-- DATA SUPPLIED follows --
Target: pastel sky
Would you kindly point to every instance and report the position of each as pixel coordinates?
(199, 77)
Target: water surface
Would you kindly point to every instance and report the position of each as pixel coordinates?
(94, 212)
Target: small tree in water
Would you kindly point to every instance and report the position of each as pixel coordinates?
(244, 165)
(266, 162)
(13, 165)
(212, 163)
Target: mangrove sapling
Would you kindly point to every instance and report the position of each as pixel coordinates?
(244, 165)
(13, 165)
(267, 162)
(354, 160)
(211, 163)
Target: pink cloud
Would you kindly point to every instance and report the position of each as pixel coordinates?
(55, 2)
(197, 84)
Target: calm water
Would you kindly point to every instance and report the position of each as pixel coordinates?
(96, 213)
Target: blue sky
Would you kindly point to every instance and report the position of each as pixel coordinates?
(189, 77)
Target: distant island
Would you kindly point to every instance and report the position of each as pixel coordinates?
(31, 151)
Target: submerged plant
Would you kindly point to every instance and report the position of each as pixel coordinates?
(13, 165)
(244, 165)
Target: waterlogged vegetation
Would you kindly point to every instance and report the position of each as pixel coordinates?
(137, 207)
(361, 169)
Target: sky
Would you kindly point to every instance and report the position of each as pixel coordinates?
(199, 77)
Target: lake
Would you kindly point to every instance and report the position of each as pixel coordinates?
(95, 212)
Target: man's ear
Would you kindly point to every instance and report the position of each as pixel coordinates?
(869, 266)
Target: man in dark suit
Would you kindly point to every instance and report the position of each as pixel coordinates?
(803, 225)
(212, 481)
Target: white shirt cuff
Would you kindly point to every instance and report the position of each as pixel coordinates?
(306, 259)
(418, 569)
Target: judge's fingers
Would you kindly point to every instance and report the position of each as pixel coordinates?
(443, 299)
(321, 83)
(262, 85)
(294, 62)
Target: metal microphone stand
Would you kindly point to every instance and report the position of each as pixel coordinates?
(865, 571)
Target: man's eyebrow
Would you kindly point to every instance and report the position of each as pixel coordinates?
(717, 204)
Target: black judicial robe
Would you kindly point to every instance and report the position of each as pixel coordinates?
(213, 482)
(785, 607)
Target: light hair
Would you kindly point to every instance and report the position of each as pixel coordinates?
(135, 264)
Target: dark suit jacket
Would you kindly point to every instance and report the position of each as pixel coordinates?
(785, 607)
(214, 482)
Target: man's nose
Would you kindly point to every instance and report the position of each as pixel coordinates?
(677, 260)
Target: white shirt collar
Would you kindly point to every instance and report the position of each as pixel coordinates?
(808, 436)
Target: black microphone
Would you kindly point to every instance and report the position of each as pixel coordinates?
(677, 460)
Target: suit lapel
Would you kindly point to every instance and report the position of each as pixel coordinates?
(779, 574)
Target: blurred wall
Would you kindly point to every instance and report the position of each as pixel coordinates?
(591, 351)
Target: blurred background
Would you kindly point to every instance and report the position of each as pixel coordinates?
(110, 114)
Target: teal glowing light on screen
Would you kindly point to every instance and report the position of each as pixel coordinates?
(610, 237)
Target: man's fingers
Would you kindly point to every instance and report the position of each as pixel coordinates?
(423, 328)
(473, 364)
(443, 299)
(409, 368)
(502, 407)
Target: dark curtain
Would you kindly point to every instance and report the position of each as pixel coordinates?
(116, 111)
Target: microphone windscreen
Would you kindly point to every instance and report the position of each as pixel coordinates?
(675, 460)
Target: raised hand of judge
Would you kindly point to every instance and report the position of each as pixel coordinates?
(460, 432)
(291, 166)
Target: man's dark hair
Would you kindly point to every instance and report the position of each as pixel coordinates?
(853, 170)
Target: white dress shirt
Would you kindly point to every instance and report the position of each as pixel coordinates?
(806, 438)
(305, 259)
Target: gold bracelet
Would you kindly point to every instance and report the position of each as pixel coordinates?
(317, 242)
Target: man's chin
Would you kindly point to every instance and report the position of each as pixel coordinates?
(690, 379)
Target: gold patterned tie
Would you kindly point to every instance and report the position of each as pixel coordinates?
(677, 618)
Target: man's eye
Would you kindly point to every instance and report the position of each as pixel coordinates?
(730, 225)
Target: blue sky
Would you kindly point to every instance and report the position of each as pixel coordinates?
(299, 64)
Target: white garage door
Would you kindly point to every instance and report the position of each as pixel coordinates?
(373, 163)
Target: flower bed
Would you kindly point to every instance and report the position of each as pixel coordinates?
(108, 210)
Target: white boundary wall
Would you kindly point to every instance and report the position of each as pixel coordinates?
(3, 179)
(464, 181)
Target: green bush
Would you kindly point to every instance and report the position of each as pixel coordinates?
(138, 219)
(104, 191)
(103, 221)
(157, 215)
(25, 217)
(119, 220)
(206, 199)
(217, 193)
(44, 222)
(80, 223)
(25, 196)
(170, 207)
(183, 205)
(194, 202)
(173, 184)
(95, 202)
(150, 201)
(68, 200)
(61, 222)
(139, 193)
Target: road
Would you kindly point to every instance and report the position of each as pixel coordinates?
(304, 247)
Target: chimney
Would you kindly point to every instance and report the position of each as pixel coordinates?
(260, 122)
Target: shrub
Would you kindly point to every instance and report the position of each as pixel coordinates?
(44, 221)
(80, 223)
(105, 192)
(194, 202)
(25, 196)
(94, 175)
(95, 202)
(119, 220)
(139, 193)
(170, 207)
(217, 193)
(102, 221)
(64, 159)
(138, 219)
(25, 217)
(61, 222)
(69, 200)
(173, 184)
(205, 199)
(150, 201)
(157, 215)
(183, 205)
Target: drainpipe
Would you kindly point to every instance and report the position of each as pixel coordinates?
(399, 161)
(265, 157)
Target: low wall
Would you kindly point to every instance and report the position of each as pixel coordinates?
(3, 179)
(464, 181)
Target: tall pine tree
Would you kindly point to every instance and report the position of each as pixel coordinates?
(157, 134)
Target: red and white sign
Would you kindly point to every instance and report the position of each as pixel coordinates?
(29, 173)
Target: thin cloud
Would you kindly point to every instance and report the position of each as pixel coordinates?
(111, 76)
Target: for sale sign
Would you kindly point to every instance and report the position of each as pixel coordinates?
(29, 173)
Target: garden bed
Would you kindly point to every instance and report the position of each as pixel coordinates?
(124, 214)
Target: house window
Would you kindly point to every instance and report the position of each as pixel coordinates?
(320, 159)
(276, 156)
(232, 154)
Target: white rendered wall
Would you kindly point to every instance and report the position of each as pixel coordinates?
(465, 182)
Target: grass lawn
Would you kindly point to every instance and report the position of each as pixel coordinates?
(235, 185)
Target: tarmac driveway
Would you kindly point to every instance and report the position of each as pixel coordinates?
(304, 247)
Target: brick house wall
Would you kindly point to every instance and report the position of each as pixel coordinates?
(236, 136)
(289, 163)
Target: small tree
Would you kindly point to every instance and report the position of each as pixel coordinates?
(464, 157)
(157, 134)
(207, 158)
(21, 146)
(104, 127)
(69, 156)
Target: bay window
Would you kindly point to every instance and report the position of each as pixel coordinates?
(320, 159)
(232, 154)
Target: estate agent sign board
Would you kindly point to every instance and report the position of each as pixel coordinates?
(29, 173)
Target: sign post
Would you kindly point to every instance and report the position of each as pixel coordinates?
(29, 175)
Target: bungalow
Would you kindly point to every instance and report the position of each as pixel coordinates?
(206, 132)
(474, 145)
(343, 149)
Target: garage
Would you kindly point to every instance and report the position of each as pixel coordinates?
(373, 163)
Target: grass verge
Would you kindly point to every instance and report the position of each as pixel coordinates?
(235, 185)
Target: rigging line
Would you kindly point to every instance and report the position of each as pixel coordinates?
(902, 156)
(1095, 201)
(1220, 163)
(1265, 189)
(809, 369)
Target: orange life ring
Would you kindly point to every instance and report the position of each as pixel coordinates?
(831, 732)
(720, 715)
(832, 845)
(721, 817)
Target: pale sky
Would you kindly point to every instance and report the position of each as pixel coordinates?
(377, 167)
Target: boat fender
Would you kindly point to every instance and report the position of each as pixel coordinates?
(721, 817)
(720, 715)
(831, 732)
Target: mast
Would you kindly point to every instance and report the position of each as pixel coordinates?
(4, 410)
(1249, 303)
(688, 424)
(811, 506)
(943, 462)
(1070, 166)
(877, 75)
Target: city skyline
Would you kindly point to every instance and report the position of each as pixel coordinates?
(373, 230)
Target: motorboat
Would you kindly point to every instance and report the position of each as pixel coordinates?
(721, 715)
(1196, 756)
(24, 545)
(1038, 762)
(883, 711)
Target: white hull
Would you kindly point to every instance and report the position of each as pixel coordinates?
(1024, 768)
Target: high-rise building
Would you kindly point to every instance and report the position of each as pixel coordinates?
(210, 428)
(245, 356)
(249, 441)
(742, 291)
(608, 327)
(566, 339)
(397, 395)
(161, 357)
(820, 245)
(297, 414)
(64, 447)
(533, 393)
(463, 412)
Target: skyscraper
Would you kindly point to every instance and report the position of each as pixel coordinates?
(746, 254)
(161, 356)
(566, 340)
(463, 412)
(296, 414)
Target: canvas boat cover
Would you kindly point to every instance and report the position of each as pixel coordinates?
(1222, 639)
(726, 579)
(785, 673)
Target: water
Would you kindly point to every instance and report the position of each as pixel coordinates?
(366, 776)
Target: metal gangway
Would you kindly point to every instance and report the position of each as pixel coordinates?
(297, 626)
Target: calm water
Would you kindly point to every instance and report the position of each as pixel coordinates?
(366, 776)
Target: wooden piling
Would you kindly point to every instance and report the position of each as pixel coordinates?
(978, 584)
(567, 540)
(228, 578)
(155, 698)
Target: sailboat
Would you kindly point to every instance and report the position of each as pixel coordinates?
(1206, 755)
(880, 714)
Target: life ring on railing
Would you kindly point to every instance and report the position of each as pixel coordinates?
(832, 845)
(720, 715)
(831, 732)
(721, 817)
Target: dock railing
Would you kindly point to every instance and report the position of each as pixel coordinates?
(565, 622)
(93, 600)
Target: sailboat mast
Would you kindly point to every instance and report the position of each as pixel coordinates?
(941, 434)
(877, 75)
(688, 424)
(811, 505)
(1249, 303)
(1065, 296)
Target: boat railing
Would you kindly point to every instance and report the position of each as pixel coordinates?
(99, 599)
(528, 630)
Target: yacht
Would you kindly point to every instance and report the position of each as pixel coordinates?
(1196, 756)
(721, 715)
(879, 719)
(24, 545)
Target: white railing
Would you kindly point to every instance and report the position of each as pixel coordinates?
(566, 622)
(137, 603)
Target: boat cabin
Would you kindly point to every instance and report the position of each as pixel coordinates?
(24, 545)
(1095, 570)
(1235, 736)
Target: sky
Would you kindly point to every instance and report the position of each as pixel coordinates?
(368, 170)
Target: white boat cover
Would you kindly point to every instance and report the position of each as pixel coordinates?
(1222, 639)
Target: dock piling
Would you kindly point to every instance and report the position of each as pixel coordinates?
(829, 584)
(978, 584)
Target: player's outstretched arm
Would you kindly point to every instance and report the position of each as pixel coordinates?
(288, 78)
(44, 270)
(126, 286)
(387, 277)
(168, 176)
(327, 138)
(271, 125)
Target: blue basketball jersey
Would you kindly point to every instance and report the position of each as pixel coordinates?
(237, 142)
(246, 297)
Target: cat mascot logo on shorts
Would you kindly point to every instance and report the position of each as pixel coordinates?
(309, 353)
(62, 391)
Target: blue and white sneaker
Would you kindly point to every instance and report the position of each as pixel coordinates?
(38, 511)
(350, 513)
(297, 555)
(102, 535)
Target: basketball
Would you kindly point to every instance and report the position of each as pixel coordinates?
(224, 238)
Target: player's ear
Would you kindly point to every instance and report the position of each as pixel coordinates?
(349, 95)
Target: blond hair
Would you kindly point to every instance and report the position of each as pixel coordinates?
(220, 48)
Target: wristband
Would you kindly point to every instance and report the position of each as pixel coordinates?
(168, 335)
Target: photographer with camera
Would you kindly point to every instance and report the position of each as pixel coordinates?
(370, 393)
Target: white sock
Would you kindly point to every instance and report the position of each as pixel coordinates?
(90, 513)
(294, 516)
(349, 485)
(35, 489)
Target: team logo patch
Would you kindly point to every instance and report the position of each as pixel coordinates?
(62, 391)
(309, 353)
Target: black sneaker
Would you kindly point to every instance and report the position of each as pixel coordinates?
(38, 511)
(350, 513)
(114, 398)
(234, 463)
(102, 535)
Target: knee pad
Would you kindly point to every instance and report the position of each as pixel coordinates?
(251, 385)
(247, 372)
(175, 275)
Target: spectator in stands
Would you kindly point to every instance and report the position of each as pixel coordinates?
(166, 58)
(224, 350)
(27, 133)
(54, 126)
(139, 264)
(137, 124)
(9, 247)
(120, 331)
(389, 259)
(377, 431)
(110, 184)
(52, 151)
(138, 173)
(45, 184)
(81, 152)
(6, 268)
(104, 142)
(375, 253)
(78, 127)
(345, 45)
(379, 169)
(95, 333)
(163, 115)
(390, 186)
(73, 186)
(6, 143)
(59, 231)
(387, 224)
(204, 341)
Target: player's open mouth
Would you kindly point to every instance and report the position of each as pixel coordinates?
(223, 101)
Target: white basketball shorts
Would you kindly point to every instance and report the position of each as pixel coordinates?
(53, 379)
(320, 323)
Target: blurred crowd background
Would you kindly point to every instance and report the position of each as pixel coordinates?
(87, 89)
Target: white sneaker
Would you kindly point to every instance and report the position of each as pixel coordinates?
-- DATA SUPPLIED concluded --
• [EXERCISE]:
The string "sign" marks the lines to return from the material. Copy each one.

• [TASK RESULT]:
Target: red and white sign
Target: for sale sign
Target: estate agent sign board
Target: sign post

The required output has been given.